#### EXTRACTED DATA

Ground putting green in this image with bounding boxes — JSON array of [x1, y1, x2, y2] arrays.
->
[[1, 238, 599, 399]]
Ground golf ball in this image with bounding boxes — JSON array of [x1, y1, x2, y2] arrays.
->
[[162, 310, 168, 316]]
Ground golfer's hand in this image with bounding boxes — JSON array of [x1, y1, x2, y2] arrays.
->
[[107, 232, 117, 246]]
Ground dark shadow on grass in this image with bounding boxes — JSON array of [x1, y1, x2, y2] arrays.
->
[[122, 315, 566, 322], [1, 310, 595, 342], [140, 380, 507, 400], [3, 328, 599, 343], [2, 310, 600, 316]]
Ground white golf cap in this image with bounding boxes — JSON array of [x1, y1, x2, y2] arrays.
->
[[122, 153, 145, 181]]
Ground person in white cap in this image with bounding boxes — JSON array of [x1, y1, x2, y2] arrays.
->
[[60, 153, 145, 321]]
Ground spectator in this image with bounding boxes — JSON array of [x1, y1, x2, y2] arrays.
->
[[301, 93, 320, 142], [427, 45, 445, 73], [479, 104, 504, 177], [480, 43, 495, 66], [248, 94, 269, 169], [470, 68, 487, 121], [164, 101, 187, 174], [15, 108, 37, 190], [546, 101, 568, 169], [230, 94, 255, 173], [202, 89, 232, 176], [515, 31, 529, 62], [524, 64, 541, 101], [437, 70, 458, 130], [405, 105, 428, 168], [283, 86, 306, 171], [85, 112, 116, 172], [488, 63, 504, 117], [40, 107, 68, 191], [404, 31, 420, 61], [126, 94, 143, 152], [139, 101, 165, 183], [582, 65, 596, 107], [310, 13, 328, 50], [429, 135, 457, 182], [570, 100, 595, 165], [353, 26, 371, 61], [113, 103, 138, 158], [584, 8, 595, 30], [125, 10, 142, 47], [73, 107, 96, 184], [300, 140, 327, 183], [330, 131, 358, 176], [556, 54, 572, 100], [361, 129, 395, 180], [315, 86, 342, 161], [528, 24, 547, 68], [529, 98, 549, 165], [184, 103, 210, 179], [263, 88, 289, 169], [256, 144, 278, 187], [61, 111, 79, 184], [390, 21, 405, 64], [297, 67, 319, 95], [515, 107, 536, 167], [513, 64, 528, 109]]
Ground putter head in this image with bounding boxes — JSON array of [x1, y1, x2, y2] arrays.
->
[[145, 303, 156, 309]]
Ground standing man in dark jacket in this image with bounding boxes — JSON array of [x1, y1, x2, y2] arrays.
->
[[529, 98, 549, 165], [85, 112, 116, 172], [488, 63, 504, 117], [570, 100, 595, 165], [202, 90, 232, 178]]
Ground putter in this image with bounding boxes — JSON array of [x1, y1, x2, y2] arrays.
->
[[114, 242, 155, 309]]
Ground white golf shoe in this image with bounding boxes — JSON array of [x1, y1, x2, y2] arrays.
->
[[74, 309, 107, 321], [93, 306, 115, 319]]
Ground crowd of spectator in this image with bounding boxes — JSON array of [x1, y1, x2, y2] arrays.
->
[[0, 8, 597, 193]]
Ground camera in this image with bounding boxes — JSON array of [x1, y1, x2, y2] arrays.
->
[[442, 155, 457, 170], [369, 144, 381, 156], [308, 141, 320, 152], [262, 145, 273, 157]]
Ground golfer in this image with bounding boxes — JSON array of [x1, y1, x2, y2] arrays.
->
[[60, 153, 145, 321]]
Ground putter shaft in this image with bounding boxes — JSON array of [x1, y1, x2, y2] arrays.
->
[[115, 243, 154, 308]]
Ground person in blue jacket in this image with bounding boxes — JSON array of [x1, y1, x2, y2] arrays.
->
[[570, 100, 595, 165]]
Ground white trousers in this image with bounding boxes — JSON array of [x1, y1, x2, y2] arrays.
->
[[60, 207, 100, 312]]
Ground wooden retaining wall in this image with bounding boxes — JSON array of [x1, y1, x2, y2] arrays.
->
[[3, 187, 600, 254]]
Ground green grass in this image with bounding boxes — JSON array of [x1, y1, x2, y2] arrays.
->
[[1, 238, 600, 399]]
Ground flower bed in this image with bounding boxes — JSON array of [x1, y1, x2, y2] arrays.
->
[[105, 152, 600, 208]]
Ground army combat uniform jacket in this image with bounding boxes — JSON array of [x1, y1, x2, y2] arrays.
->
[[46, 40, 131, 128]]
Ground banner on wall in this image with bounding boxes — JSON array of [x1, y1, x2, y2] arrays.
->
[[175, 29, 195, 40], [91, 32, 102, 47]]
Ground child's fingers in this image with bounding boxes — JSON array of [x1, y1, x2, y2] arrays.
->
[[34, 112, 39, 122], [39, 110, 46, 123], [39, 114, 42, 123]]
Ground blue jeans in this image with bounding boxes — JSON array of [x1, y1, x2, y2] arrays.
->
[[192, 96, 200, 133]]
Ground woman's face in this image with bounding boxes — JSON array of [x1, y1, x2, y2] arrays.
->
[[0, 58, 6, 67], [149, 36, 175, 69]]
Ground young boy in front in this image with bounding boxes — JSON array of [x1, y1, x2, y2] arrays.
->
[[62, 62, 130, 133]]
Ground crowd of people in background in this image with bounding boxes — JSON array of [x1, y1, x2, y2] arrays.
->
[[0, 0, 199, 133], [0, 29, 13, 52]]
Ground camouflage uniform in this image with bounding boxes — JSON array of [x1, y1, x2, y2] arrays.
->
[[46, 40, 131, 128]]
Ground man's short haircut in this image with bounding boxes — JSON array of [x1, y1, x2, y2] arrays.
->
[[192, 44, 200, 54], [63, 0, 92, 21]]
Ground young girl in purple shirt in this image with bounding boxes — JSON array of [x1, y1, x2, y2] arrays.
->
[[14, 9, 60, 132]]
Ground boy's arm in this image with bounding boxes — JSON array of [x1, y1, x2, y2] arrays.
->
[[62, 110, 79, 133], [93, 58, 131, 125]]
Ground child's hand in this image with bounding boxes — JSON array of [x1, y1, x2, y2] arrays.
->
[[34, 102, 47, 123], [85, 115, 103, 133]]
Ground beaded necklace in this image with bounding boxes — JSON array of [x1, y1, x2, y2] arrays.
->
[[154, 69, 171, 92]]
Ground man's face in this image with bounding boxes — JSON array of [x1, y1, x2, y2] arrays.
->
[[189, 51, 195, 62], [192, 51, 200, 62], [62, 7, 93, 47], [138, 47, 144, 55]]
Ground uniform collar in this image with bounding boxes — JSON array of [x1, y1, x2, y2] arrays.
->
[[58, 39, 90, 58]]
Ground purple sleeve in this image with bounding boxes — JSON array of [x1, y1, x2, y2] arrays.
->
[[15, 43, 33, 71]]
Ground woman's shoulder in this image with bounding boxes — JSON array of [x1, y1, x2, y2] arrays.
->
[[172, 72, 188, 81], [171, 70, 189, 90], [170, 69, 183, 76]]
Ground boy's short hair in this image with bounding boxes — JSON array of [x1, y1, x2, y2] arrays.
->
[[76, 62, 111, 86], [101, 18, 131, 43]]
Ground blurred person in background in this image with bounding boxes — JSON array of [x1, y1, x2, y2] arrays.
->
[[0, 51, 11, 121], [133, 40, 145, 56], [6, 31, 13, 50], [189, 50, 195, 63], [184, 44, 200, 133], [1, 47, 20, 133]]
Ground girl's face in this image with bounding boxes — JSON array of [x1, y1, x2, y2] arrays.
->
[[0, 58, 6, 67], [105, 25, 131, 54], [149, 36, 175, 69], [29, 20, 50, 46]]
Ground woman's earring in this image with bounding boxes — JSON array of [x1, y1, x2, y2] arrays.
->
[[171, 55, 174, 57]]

########

**EXERCISE BRIEF**.
Write out, from the lines above, only those from the line with "Ground woman's shoulder" to the line with "Ground girl's face", exactly as given, including the first and the last.

**ANSWER SPACE**.
Ground woman's shoulder in this image with bounding boxes — JSON array of [x1, y1, x2, y2] arrays.
->
[[172, 72, 188, 81], [171, 70, 189, 90], [170, 69, 183, 76]]
Ground boy's short hair in this image with bounding boxes — JSON array of [x1, y1, x2, y2] arrays.
->
[[76, 62, 111, 86], [101, 18, 131, 43]]
Ground blurred person in background in this image with bounding boxes — JSON array of [x1, y1, x2, y2] arrays.
->
[[0, 51, 11, 121], [133, 40, 145, 56], [6, 31, 13, 50], [189, 50, 195, 63], [184, 44, 200, 133], [1, 47, 20, 133]]
Ground girl's face in this image with bounding boxes — JSON array of [x1, y1, x2, y2] arrays.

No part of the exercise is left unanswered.